THE TASK: Resume the guide on learning German by yourself, picking up right after its last sentence.

PAGE TEXT:
# # # # # # #
Sentences are structured in a different way in German compared to the way they are in English. So unfortunately you cannot simply replace the words of a sentence with German words, as it won’t work. For example, “hilf mir doch mal jemand,” which would literally translate to “somebody me help” in English.
So as you can see, the grammatical side of German can be tricky to learn at the beginning. However, one you get the hang of some grammar, it’s much easier from then on.
How to Learn German by Yourself: 8 Simple Solo Steps to Speak German
The guide below will show you how to learn German by yourself in eight sequential steps. You’ll go from zero to German speaker with these tips and resource recommendations.
After the eight steps, we also have several other fun German practice techniques that you can use at any stage of your German language learning.
1. Hear and Repeat German Letter Sounds
Start with learning the German alphabet.
Listen to how each letter sounds on its own compared to letter combinations. Listen for differences between English and German letter sounds, too. Just like in English, two letters together can sound quite different from either of the two letters by themselves.
The video below is very useful—a German native speaker will walk you through individual letter sounds and letter combos.
Pay particular attention to the letters with an umlaut (two little dots above the letter), as this changes the way a letter is pronounced, and therefore changes the way words can sound.
Once you’ve done that, don’t miss our post on tricky German pronunciations.
2. Stockpile Some Easy “Framework Words”
After you’ve mastered the alphabet and letter sounds, it’s time to learn some “framework words.” These are easy, common words that will form the foundation of your vocabulary building.
Think about the words you can’t do without in English, and look up their German equivalents. Fantastic starters are:
- German greetings
- Please/thank you
- Excuse me/sorry
An awesome place to learn the basics is online at FluentU!
FluentU takes authentic videos—like music videos, movie trailers, news and inspiring talks—and turns them into personalized language learning lessons.
3. Expand Your Vocabulary with Nouns, Verbs and Adjectives
Once you’ve picked up some basics, it’s time to expand your vocabulary with nouns, verbs and adjectives. Try to set yourself a daily goal—for example, learn three new nouns, verbs and adjectives (for nine words total) every day.
Here are some word lists that you can pull from:
And this video has 100 German adjectives for beginners:
4. Start Putting Sentences Together
Okay, you’ve got some essential German words under your belt. Now it’s time to start using them.
This is all about learning German sentence structure and word order.
You can find a straightforward but thorough explanation of German word order at Dartmouth College’s German Department website.
# # # # # # #
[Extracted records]
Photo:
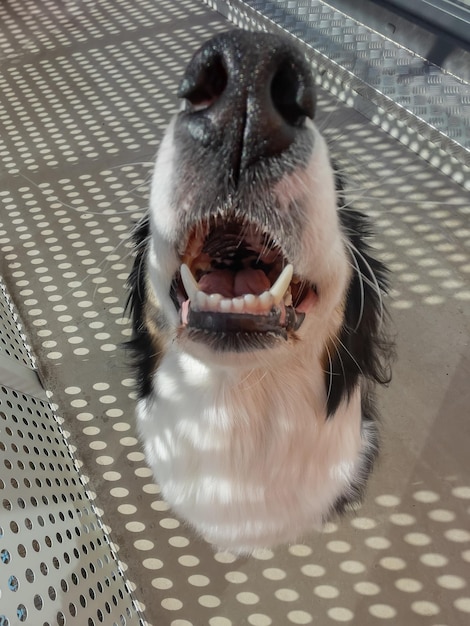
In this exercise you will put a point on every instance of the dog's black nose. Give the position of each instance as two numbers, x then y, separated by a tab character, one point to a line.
249	95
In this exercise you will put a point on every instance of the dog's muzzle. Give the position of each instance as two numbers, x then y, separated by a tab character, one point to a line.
244	124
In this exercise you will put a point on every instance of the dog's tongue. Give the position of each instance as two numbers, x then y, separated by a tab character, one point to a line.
233	284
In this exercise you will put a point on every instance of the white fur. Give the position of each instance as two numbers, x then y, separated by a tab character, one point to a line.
240	443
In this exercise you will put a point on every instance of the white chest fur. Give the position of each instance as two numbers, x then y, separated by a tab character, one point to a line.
247	457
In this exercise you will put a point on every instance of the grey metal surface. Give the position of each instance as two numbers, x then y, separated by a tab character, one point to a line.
56	563
13	343
424	107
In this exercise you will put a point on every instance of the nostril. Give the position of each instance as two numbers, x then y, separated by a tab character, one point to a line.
293	99
205	86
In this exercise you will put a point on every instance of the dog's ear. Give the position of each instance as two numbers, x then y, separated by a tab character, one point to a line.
361	348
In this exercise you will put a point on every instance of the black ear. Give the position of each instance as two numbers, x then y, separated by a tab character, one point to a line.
362	348
140	346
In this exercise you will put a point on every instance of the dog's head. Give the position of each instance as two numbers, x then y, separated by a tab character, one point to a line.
247	250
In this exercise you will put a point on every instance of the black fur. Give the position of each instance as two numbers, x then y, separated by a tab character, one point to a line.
361	349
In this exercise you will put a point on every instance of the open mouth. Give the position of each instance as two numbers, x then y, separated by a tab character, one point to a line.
234	278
# # # # # # #
OUTPUT OF THE EXERCISE:
Then, you can practice using those rules for yourself with these free online exercises—just click a series of words in the correct order to build German sentences.
Luckily, people will probably know what you’re trying to communicate even if you get the word order wrong, but you should do your best to try and correctly order your sentences.
5. Memorize Reusable German Phrases
This is one of those “language hacks” that can get you on the road to real German communication faster.
Now that you’ve learned German word order, you can start hanging out with some basic German phrases. Just like with single words, begin practicing simple phrases that you might say on an average day.
For example, “I would like a soy milk cappuccino please.”
Choose whatever would be most useful for you in daily life in Germany! (This won’t just help you learn how to speak German—it’s also very motivating to imagine a future life traveling or living in Germany.)
6. Watch Movies in German (Dubbed, Then Authentic)
Once you can understand some very basic German, you could be creative with your learning style and watch a movie you’ve previously seen—but watch it dubbed in German. You could even use English subtitles to make it easier. You’ll feel like you’re really getting a hang of things when you see “Titanic” in German with some English subtitles and you recognize half the words.
As your level improves, or to give it a boost now, try watching some German films with German subtitles. Reading the actual words you’re hearing (in German) as they’re spoken will be so helpful to your language pursuits. After you’ve watched those 10 linked to above, here are five more German movies to check out.
7. Read the News in German
After getting exposed to some German movies, make sure you’re paying attention to those reading comprehension skills, too. Reading German newspaper columns is a tried-and-true method to do this.
Highlight any words that don’t make sense and then look them up later in a German dictionary.
8. Connect with Other German Learners or Speakers
Finally, we know this is a guide on how to learn German by yourself, but it’s super helpful to connect with native German speakers, or even fellow German learners!
Use a website like Meetup to meet with people who have an active interest in learning German as well, so you can all practice together. They’ll also be a source of extra accountability and motivation. You could use similar sites to meet a German friend and practice speaking the language together.
Although we’ve already seen numerous ways to learn German, I have even more methods that I have yet to share with you, beyond these eight steps!
Fun (and Less Traditional) Ways to Practice and Learn German
In today’s day and age, there are a lot of really fun and unique ways to speak German—even as a beginner. Be sure to mix these techniques into your studies from the start so you’re getting consistent, well-rounded communication and comprehension practice. Don’t be afraid to really focus on the techniques that work well for you. The best way to learn German might look a little different from person to person, and that’s okay.
Listen to German Podcasts
First, check out this post on German learning podcasts. Yes, you can indeed learn German on-the-go. As an alternative way to concentrate on your German pronunciation while being entertained, podcasts are a intriguing and fun way to learn German. You can listen to lessons on German idioms, colloquialisms and even some cheeky words to banter with the local Deutschen.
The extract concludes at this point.